Requirement
Each line of the data below holding the word "background" must be copied.

[Point-per-instance localization data]

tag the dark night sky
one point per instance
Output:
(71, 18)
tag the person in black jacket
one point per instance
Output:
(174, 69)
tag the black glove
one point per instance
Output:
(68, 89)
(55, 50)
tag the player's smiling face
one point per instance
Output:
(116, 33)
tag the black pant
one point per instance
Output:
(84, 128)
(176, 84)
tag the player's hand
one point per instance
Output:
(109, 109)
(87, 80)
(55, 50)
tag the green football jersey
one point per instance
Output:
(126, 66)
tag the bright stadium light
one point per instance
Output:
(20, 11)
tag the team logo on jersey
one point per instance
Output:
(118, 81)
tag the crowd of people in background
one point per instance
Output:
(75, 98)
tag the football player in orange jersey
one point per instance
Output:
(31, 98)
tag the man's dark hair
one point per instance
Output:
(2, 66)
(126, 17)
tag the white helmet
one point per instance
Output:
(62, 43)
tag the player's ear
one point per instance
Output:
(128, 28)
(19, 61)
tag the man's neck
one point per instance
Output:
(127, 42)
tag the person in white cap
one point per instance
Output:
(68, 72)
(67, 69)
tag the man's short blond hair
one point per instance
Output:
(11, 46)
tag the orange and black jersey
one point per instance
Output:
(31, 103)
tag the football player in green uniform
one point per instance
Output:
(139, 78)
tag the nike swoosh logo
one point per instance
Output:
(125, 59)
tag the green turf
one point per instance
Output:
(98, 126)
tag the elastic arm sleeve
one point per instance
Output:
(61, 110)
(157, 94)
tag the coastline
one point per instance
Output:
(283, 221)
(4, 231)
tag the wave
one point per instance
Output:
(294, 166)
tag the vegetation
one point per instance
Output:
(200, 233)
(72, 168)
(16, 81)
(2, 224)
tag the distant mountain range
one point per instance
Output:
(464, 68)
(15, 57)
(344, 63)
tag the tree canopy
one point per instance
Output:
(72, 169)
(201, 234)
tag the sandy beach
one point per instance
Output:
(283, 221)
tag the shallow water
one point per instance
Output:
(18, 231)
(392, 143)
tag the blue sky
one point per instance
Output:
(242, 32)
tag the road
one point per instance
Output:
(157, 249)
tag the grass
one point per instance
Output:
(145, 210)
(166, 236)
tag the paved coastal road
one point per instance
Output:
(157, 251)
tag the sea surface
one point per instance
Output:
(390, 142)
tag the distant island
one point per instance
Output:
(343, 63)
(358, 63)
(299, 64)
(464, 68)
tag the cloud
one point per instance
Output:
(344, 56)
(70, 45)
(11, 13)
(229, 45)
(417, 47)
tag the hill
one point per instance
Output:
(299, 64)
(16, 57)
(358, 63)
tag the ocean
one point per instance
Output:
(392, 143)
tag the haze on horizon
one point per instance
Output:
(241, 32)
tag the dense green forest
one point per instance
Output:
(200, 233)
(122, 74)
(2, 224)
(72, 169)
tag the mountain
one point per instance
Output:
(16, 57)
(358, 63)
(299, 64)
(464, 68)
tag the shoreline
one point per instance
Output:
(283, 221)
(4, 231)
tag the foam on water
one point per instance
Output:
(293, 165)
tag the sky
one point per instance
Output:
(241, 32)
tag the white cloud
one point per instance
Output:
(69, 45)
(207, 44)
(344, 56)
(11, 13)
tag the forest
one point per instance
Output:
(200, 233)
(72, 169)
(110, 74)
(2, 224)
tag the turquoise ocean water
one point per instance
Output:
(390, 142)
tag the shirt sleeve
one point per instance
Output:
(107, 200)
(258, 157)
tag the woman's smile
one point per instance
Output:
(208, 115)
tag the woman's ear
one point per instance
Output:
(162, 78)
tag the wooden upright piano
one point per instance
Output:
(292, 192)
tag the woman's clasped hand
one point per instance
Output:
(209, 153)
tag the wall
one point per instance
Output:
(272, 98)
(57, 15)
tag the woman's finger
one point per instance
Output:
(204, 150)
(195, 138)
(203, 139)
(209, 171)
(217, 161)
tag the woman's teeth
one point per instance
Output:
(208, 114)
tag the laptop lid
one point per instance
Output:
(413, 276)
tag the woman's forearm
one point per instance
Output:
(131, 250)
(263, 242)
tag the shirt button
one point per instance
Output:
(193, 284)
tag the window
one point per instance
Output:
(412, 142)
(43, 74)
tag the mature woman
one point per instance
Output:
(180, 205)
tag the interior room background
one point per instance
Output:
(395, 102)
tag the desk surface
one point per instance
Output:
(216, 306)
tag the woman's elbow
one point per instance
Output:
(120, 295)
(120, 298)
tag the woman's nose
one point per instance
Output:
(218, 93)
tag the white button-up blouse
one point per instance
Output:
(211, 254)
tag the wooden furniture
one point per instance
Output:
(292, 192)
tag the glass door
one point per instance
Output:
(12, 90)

Task answer
tag the crowd of people in background
tag the interior room background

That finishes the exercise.